THE DATA –
########################################
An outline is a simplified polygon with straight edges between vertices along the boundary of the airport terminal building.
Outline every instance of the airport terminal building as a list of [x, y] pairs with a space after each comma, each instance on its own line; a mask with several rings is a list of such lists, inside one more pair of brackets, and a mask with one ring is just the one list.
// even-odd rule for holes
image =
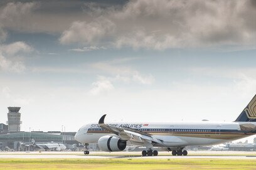
[[68, 146], [74, 147], [78, 144], [75, 140], [75, 132], [60, 131], [20, 131], [21, 121], [20, 107], [9, 107], [8, 113], [8, 125], [0, 124], [0, 149], [2, 151], [26, 151], [26, 146], [31, 143], [31, 139], [36, 142], [58, 142]]

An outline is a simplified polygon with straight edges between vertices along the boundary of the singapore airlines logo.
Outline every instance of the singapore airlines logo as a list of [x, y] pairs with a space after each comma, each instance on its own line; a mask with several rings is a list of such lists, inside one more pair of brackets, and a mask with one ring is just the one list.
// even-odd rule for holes
[[249, 103], [244, 111], [249, 119], [256, 119], [256, 97], [254, 97]]

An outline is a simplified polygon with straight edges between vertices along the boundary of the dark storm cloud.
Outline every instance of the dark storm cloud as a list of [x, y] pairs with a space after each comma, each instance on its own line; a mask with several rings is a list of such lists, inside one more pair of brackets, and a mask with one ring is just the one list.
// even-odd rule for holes
[[0, 26], [57, 33], [61, 44], [81, 46], [252, 45], [256, 42], [255, 9], [253, 1], [6, 1], [1, 3]]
########################################
REQUIREMENTS – Rewrite all of the data above, swapping "even-odd rule" for "nonzero winding rule" at every occurrence and leaving everything else unchanged. Leave the pictures out.

TASK RESULT –
An outline is a simplified polygon with straight edges between vertices along the boundary of the airport terminal building.
Outline every instance of the airport terminal building as a list of [x, y] pairs with a space after each comma, each instance on its own line; a mask with several rings is a list of such lists, inside one more pair of brackets, and a mask with one ring is just the one list.
// nonzero winding rule for holes
image =
[[68, 146], [74, 147], [78, 144], [75, 140], [75, 132], [60, 131], [20, 131], [21, 121], [20, 107], [9, 107], [8, 113], [8, 125], [0, 124], [0, 149], [2, 151], [26, 151], [26, 146], [31, 143], [31, 139], [36, 142], [58, 142]]

An outline is a simplified polygon with straight edges between vertices along the boundary of the singapore airlines logo.
Outline every instance of the singapore airlines logo as a list of [x, y] pairs with a space after each comma, each instance on its own line; a mask with several rings is a list of such lists, inside one more pair of brackets, and a mask with one ring is just the one list.
// nonzero winding rule for holes
[[249, 103], [244, 111], [249, 119], [256, 119], [256, 97], [254, 97]]

An outline is a simplified polygon with straight edges between vertices along the boundary of the dark storm cloud.
Outline every instance of the dark storm cloud as a list of [x, y] pairs with a space after each comma, each instance on its own line; a mask with several rings is a list of such lists, inside one more pair of brackets, and a mask with one ring is just the one list.
// nonzero winding rule for holes
[[0, 26], [57, 33], [61, 44], [81, 46], [252, 45], [256, 42], [255, 9], [253, 1], [6, 1], [1, 3]]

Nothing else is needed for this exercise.